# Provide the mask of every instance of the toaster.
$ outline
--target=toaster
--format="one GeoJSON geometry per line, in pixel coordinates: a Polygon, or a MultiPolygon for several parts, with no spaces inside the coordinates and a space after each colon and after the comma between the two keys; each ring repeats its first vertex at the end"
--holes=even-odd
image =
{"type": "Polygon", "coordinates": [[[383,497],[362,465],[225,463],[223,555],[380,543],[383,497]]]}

[WHAT IS NEEDED]:
Rewrite the records above as a two-column CSV with the header input,output, one row per record. Put each record's text in input and its answer in output, with every field in double quotes and line breaks replaced by spaces.

[SOLUTION FOR THIS PROBLEM]:
input,output
"# Provide the mask of every instance of the toaster. $ outline --target=toaster --format=""one GeoJSON geometry per line, in pixel coordinates: a Polygon, or a MultiPolygon for several parts, with no spaces inside the coordinates and a space after each colon and after the comma between the two keys; each ring repeats its first vertex at the end"" --holes=even-odd image =","{""type"": ""Polygon"", ""coordinates"": [[[383,497],[362,465],[225,463],[223,555],[380,543],[383,497]]]}"